Would you transcribe the line that holds "Could you kindly locate the high-rise", plus every line beneath it through the end of the data, exactly and with nothing added?

──────── Exercise inputs

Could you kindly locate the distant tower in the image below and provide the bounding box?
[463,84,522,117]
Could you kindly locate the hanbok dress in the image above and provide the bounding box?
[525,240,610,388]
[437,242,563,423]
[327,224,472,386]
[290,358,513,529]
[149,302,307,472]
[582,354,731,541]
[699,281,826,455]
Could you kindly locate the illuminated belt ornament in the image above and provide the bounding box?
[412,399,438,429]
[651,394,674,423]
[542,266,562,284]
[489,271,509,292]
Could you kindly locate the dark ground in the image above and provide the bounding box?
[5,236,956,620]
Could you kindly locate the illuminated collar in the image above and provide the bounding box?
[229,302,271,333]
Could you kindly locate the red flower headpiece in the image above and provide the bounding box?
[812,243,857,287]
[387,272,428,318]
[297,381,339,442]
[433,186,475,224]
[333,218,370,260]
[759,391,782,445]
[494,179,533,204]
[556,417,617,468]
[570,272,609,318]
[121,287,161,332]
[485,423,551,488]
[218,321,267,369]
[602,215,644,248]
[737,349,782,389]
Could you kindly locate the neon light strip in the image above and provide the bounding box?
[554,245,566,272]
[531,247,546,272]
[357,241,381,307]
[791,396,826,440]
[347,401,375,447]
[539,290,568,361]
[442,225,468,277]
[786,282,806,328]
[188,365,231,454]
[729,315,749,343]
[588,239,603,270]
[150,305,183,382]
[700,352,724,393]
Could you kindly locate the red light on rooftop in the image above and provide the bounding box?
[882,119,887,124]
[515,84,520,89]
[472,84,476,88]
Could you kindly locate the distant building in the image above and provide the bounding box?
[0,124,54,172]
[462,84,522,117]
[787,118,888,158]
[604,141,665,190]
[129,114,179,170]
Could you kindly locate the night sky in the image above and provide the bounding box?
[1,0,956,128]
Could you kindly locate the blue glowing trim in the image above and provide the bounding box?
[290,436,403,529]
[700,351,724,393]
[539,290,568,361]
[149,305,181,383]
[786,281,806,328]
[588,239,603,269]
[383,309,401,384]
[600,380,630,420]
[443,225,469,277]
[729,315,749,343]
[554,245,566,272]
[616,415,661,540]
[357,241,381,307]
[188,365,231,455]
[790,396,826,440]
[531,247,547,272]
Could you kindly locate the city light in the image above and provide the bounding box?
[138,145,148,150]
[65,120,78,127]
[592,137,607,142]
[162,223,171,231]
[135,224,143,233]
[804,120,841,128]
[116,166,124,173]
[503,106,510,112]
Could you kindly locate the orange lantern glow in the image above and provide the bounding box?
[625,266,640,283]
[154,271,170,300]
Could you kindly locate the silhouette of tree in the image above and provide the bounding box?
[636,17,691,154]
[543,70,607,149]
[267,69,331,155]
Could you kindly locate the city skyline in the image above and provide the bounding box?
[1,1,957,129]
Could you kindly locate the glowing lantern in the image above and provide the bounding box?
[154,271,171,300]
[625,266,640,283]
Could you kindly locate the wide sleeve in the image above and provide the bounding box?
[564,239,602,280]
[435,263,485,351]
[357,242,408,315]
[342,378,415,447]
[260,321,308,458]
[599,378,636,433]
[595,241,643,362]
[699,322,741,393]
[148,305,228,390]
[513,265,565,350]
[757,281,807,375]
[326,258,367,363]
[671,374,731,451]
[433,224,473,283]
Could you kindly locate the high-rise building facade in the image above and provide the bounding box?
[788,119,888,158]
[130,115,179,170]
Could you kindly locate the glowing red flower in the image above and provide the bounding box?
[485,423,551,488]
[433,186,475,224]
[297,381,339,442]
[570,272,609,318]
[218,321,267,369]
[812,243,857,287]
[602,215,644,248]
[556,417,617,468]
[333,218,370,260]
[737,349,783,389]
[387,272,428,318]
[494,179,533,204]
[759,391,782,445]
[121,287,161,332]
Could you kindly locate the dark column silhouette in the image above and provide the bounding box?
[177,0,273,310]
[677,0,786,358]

────────────────

■ Problem solution ■
Could you kindly locate the high-rise building facade in the image above and provide the bounding box?
[788,119,888,158]
[130,115,179,170]
Could you kindly locate the glowing red flower in the image above and provide the bounding box?
[485,423,551,488]
[433,186,475,224]
[297,381,339,442]
[570,272,609,318]
[218,321,267,369]
[812,243,857,287]
[602,215,644,248]
[556,417,617,468]
[333,218,370,260]
[737,349,783,389]
[387,272,428,318]
[494,179,533,204]
[759,391,782,445]
[121,287,161,332]
Could you kindly locate the dark column silhouette in the image above and provide the bounding box?
[177,0,273,310]
[677,0,786,358]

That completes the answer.